--- MATERIAL SUPPLIED ---
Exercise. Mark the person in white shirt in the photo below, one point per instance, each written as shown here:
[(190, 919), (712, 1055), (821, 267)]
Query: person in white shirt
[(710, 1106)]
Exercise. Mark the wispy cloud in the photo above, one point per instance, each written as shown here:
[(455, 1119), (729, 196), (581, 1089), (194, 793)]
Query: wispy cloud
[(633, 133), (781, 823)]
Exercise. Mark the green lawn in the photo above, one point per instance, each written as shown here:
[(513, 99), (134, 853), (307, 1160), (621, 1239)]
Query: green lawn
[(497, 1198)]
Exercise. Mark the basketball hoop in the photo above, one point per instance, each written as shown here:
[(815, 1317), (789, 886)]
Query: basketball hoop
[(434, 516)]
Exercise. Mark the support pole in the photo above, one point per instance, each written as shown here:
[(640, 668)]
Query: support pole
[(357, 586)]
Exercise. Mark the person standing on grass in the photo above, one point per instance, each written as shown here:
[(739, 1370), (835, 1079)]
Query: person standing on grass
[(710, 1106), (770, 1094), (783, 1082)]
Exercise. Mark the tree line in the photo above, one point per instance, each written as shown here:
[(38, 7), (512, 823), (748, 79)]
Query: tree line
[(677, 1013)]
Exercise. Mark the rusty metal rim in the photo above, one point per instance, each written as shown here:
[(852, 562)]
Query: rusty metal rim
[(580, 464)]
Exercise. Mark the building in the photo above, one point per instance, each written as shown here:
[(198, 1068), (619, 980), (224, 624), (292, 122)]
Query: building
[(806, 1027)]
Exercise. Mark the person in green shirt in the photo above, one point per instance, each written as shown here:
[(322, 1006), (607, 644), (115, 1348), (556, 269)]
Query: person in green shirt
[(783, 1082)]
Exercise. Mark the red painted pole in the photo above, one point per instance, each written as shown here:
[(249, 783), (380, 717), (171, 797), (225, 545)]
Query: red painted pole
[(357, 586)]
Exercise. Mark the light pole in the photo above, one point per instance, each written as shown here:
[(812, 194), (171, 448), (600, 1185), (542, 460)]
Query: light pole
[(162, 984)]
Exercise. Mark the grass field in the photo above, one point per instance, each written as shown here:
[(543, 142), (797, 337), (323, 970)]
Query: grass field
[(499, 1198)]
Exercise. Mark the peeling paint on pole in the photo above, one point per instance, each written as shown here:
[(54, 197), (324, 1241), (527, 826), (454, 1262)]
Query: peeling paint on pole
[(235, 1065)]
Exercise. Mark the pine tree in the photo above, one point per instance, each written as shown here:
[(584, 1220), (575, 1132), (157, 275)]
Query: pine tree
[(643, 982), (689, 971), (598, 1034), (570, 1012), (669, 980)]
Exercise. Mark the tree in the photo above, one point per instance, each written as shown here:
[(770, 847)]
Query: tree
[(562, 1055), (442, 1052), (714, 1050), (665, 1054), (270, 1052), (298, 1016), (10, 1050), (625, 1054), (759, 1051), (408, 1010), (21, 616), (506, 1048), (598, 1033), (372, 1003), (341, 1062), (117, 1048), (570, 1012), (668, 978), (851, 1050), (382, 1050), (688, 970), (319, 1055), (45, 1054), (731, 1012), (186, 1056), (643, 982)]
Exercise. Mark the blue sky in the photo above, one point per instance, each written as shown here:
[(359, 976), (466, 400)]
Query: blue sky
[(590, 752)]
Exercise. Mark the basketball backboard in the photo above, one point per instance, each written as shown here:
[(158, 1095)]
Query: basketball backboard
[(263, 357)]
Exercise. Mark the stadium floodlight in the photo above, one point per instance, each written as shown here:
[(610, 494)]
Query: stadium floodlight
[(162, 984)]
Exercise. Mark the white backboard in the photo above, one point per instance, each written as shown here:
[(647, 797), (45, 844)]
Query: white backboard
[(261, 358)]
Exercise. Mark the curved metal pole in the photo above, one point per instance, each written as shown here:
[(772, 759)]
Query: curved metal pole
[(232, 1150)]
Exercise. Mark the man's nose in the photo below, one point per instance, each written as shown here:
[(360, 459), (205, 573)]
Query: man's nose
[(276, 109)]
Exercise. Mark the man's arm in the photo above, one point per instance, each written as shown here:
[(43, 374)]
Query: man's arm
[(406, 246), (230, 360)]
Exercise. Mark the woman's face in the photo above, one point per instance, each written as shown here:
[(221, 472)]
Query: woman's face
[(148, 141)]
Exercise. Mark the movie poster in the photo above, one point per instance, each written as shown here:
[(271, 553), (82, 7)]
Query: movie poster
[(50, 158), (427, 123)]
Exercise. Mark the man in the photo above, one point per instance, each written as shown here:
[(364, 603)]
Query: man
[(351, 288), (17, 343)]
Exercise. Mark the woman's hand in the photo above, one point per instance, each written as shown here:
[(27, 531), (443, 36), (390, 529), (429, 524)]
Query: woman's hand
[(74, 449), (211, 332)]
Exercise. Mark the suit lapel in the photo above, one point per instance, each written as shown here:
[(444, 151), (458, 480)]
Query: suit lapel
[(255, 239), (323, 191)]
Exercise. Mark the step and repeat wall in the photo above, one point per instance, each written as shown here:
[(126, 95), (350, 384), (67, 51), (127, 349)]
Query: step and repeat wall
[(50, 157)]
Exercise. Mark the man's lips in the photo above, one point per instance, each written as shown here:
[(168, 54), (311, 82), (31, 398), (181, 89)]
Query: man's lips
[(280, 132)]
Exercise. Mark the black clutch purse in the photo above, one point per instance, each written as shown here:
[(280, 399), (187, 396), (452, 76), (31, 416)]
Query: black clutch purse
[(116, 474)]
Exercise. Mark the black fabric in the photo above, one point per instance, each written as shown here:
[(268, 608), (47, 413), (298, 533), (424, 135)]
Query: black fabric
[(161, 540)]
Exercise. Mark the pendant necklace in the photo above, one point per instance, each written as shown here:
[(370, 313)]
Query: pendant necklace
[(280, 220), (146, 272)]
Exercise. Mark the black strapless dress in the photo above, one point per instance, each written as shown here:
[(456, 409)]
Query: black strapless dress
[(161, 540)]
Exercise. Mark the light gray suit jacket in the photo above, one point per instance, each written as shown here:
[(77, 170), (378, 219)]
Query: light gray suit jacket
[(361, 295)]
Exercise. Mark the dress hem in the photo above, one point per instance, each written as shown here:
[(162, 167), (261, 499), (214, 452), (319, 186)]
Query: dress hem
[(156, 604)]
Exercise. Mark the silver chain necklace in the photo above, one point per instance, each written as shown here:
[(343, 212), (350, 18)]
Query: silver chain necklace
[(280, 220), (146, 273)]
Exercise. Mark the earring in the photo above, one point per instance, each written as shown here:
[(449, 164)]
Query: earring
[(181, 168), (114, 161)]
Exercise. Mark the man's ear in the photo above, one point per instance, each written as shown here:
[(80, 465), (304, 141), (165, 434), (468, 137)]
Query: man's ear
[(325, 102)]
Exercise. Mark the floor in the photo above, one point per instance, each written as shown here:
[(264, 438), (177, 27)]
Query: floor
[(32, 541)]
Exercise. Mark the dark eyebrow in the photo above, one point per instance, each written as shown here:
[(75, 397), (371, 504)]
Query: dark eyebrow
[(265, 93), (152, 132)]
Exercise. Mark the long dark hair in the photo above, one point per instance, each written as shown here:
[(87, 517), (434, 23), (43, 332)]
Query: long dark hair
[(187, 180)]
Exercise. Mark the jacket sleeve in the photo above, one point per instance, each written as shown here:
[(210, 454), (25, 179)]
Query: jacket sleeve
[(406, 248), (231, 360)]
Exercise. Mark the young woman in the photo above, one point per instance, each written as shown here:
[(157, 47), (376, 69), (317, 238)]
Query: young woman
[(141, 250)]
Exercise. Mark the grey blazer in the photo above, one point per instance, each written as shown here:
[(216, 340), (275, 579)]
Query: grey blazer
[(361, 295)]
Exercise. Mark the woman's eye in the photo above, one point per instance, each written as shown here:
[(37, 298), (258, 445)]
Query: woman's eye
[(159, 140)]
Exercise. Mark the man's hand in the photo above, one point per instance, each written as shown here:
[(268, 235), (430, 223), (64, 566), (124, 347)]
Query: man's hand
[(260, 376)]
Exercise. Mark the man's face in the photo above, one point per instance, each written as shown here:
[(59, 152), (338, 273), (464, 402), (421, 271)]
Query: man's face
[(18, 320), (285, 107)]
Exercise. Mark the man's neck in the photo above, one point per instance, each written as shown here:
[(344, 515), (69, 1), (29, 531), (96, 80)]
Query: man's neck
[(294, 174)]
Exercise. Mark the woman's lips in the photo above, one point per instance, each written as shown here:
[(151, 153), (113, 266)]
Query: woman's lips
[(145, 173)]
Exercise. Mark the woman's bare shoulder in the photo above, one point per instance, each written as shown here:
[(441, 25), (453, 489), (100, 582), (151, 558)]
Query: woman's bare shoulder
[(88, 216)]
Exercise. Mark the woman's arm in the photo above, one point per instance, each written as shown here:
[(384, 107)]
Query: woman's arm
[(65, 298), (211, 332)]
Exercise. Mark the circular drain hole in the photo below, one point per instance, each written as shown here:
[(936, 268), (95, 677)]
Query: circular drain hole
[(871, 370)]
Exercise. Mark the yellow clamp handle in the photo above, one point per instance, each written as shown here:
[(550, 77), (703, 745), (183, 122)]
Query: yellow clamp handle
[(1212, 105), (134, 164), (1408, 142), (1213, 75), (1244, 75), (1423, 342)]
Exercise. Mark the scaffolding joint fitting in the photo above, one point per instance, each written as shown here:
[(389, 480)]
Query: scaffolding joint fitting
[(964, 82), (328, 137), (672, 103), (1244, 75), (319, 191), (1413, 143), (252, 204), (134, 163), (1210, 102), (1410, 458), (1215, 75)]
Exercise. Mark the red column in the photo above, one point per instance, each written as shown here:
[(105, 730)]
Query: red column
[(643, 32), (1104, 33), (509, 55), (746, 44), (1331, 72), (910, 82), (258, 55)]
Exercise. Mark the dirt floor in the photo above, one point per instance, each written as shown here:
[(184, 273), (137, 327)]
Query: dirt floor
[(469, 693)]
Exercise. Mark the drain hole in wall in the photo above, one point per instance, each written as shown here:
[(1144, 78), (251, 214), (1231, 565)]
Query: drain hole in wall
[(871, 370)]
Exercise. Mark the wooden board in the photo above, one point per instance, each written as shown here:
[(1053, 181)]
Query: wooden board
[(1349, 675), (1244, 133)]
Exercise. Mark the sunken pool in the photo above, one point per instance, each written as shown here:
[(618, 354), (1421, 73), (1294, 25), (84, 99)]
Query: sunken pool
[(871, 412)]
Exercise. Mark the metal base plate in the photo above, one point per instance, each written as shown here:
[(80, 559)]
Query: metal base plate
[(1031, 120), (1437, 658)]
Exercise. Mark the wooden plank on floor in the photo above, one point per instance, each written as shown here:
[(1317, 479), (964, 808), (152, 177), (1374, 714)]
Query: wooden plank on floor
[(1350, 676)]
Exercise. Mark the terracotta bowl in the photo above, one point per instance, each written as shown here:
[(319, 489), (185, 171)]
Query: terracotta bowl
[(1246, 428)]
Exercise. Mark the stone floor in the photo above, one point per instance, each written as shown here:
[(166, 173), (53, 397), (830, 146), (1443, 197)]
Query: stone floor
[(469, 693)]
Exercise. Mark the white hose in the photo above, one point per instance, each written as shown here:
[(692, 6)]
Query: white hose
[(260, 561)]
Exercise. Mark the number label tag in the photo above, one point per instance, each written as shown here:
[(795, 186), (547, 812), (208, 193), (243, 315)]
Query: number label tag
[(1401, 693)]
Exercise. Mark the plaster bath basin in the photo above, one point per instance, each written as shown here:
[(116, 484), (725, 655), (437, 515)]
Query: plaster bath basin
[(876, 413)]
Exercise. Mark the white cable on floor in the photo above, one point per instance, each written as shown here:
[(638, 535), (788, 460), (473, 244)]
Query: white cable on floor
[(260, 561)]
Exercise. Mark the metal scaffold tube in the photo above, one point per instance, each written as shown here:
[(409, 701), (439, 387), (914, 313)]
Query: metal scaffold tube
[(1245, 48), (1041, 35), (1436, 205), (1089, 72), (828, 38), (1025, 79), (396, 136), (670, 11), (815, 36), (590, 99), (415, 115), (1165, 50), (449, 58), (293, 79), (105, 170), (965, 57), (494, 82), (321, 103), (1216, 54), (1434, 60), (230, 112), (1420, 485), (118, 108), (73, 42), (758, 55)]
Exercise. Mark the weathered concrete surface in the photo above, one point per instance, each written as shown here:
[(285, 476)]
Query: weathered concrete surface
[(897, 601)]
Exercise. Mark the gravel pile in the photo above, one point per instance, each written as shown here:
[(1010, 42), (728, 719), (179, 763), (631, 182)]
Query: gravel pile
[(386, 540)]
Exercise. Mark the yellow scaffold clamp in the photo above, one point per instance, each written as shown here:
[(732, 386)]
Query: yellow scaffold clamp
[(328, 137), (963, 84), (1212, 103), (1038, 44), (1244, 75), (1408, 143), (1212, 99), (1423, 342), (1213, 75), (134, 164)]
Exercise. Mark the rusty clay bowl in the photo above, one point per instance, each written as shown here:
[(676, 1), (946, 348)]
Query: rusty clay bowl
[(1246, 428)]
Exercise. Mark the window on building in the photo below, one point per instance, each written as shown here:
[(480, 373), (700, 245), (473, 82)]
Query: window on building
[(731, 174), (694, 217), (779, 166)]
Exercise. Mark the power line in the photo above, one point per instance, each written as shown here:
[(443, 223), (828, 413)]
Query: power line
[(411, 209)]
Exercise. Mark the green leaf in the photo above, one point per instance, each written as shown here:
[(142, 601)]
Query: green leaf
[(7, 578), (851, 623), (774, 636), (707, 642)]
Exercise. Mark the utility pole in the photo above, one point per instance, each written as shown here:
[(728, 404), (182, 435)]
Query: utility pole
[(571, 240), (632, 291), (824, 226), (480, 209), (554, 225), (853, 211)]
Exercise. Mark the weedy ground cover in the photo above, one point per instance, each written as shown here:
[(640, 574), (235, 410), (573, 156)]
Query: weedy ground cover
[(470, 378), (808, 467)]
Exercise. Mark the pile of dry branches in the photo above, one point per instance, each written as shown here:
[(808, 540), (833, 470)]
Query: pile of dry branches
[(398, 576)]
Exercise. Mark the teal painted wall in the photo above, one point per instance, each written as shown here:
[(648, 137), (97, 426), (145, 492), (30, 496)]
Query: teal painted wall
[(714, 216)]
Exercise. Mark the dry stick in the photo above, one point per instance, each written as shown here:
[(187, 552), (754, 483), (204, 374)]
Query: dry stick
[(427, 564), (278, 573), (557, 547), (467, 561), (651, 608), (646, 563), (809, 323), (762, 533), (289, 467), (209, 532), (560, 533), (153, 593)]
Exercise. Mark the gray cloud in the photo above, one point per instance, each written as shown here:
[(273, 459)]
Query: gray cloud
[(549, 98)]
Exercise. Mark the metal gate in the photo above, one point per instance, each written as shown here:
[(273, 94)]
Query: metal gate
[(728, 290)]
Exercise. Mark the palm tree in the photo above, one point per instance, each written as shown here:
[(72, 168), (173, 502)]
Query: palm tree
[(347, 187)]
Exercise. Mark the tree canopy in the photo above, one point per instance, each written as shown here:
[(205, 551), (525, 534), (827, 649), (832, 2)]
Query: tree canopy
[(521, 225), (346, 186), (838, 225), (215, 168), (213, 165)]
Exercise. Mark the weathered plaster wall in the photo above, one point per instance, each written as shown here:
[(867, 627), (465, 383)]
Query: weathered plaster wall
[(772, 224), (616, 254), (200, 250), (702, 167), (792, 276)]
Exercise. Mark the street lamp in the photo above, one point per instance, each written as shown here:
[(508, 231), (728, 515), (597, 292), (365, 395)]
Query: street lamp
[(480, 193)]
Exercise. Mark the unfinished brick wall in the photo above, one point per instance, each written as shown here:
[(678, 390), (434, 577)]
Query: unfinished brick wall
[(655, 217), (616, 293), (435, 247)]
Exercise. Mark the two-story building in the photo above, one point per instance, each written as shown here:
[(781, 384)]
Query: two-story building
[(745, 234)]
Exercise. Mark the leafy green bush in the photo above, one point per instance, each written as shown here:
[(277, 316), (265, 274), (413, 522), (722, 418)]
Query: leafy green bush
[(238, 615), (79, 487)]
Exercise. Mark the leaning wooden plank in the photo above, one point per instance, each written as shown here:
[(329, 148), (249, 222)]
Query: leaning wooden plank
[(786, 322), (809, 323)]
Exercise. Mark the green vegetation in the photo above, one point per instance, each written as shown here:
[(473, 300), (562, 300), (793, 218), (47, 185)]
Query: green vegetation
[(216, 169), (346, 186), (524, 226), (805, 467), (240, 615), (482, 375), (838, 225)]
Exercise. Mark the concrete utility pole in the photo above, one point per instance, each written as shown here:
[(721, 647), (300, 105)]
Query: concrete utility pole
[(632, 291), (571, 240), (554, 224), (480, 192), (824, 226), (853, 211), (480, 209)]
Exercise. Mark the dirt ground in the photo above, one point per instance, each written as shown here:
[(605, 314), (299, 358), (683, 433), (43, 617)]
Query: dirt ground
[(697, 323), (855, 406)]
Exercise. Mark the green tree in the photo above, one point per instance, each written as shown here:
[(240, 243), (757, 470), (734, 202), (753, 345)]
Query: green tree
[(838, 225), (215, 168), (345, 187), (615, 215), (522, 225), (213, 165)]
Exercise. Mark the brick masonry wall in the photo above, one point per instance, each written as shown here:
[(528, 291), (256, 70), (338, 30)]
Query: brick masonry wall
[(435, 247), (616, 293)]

--- TASK ---
Of the lines above, extract only those from the line with "Exercise. Mark the power" to the line with "[(808, 540), (833, 470)]", both included, exactly as written.

--- EXERCISE RESULT ---
Exercise. Mark the power line in the photo above, one point per instance, each written as shown here:
[(443, 223), (828, 413)]
Query: power line
[(411, 209)]
Exercise. Mark the green leaf in the photo above, one point per instance, each written as shown here:
[(142, 601)]
Query: green leaf
[(7, 578), (851, 623), (774, 636), (707, 642)]
Exercise. Mark the utility pole in the photo above, one point per instance, each written as shown here:
[(728, 404), (182, 435)]
Query: utility pole
[(571, 240), (632, 291), (824, 226), (480, 209), (554, 225), (853, 211)]
Exercise. Mark the weedy ground cover in the photo above, one point per instance, each written as shown here:
[(640, 574), (235, 410), (573, 156)]
Query: weedy ground cover
[(470, 378), (808, 467)]
Exercise. Mark the pile of dry branches in the photo above, one point per instance, each written as shown here:
[(808, 540), (833, 470)]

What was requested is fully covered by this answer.